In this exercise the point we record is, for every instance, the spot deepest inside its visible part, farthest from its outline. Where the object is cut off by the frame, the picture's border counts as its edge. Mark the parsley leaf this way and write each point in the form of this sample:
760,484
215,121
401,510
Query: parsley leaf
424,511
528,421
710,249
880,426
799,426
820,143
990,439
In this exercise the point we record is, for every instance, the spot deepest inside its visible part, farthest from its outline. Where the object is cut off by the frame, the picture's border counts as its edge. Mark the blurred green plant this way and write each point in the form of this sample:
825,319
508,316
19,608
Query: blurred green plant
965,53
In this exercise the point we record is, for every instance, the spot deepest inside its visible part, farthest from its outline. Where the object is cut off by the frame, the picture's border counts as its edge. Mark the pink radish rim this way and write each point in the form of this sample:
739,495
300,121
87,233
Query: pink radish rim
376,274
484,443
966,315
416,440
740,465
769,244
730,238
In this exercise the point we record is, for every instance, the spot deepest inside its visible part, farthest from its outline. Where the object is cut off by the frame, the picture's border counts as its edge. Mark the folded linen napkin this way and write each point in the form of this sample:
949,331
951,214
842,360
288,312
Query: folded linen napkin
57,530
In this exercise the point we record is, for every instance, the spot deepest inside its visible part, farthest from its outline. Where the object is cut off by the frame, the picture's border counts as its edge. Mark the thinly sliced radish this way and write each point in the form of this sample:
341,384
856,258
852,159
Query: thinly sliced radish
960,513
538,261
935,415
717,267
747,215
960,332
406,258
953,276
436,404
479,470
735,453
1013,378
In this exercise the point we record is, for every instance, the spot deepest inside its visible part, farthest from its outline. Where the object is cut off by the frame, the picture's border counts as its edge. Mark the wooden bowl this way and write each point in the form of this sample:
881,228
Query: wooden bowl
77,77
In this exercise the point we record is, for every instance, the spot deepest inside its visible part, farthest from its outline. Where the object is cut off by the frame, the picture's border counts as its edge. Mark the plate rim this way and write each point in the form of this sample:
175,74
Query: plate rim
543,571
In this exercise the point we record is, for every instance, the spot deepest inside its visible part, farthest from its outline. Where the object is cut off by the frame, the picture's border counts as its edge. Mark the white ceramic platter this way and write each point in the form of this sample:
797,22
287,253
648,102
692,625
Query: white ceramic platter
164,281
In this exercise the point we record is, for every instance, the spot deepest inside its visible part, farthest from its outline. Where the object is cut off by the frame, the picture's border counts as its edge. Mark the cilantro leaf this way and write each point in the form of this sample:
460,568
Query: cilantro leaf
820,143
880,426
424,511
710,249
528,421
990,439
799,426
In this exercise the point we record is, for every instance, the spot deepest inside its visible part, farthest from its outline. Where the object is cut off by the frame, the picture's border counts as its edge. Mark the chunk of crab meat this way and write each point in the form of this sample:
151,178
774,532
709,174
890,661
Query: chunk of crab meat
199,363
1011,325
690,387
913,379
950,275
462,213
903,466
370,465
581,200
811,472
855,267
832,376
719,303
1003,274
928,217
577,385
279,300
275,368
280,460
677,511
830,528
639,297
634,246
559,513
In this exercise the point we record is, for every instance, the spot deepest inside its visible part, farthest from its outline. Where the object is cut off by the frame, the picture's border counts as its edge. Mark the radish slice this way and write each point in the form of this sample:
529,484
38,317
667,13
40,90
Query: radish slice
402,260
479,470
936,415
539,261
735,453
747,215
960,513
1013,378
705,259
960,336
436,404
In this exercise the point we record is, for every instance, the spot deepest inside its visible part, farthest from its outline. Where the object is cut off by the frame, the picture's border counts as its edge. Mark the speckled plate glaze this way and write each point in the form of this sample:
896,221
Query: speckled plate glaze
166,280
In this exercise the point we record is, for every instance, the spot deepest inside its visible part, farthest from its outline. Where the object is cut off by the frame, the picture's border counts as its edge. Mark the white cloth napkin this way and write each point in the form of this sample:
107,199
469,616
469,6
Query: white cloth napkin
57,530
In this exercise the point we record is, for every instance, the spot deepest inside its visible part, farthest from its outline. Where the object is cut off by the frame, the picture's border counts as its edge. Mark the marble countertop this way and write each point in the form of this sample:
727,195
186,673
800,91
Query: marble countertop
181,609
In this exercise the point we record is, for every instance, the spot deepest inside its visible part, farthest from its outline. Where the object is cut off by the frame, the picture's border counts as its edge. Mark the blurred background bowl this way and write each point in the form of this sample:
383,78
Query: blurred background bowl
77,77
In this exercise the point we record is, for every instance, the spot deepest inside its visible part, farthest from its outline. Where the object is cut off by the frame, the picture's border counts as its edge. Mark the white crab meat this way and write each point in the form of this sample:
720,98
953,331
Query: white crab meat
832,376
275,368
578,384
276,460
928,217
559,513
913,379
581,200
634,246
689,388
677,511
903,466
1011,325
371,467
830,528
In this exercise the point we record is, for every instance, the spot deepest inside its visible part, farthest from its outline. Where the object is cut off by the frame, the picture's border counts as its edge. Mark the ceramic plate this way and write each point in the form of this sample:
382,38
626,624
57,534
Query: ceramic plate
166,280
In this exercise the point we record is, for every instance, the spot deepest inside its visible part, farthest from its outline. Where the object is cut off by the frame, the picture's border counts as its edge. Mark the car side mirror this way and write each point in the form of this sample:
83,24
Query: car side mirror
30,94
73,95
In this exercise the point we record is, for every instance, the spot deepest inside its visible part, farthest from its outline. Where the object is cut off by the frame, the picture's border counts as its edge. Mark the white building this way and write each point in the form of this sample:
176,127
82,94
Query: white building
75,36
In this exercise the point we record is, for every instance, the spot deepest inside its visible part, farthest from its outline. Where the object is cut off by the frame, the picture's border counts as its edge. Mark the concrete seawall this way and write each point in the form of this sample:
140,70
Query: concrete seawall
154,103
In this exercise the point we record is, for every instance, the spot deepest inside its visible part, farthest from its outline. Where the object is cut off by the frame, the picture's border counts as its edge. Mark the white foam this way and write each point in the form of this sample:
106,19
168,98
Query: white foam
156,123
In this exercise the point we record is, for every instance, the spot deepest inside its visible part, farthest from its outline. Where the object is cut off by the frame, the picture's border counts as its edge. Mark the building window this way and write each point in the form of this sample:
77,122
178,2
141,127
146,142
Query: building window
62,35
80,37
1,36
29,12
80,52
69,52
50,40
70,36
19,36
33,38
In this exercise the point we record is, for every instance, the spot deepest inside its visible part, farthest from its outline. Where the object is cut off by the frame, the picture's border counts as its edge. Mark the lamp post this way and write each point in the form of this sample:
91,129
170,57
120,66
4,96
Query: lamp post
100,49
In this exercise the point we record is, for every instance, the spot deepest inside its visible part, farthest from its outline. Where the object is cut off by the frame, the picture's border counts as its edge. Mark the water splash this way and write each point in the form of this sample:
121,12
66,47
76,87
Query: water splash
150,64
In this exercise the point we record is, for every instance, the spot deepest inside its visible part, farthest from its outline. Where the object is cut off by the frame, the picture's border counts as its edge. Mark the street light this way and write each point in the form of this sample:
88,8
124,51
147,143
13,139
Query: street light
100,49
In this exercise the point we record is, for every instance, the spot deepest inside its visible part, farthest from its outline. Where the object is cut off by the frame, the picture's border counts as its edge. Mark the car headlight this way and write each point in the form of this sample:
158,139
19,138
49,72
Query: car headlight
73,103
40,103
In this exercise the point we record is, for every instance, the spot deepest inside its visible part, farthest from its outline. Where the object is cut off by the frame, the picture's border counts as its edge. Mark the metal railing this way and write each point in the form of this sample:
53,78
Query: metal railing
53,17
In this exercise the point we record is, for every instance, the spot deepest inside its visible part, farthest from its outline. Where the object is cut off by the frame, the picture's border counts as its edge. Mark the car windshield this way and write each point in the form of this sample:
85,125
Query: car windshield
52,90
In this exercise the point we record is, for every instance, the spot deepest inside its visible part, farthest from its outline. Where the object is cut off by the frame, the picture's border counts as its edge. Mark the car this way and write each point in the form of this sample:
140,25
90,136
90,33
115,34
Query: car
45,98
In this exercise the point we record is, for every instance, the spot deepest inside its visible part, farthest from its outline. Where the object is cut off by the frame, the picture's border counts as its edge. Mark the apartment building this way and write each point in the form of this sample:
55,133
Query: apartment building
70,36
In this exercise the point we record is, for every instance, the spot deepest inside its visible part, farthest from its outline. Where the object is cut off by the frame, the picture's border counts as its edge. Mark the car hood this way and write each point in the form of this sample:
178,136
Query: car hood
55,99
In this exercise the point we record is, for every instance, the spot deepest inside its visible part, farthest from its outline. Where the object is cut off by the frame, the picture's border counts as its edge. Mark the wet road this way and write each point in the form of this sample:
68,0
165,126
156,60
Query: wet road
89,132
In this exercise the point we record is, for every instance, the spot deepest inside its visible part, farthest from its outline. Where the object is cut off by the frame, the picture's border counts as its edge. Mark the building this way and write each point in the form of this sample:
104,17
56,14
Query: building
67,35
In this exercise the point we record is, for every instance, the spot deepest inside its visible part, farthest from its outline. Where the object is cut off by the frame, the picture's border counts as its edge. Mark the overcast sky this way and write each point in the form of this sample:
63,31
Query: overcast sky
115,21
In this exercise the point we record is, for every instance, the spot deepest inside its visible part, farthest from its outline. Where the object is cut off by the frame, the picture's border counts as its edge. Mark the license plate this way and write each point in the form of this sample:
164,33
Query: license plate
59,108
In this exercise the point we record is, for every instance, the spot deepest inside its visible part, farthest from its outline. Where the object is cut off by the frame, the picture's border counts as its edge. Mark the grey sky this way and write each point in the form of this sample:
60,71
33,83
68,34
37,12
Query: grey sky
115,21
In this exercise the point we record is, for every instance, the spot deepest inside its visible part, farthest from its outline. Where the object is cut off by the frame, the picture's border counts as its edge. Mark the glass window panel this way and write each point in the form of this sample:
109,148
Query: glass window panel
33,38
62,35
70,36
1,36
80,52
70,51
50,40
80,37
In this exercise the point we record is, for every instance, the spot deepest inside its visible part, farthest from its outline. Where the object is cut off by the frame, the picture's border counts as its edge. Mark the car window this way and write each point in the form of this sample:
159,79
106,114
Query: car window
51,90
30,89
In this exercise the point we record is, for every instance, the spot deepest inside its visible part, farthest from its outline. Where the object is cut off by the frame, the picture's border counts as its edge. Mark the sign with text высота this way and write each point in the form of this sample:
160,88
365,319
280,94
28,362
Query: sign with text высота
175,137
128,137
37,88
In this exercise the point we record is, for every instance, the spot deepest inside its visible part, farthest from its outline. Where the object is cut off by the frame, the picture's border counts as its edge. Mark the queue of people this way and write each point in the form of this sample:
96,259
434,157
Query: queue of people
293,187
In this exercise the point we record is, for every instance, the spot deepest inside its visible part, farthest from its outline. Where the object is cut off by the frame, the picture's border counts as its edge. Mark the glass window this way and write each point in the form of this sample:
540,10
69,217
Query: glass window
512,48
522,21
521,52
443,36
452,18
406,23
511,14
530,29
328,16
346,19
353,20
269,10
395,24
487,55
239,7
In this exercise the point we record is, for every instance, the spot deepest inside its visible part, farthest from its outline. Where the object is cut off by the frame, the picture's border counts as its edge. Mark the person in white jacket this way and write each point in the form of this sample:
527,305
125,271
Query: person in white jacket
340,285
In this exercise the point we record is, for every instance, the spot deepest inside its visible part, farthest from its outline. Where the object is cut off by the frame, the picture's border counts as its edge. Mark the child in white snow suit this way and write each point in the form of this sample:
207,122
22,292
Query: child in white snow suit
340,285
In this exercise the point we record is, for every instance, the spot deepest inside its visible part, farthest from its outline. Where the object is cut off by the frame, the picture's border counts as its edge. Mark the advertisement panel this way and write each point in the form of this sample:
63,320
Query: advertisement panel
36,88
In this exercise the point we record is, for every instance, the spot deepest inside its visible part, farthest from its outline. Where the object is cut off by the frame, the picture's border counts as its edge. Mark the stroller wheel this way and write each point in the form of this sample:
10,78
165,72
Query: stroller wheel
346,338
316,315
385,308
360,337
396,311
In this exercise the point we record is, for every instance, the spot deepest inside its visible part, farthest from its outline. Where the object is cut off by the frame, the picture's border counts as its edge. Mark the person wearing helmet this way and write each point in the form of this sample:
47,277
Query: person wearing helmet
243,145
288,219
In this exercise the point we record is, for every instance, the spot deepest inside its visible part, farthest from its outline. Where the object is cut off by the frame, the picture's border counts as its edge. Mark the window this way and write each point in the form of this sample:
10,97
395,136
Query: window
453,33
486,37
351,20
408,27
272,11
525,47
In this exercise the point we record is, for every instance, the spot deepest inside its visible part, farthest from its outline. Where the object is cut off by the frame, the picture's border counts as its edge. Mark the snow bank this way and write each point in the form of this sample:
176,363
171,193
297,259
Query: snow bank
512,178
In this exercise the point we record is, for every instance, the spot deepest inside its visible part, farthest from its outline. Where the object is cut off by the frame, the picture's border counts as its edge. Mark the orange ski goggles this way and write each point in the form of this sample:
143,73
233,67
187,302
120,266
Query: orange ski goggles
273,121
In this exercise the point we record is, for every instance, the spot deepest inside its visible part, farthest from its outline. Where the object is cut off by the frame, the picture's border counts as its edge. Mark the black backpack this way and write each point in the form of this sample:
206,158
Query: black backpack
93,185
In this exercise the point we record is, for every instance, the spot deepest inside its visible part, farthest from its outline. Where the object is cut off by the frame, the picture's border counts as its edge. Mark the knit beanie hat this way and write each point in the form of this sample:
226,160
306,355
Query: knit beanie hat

Requirement
Give back the lines above exactly, from the one with "Mark the black" through the last line.

Output
In this exercise the point we record is, for every instance, the spot deepest inside its visible part, farthest from its outline. Where the object is cut off by the frame, the picture's border counts as its edge. Mark the black backpack this way and write each point in the form of this sample:
206,158
Query: black backpack
93,185
In this exercise the point we record is, for every instance, the spot deepest inside its visible part, farthest from its outline. Where the object is cut off by the frame, the picture's border counts as its edge. Mark the knit beanie hat this way and write each point in the form of this sample:
226,160
306,355
Query: knit beanie hat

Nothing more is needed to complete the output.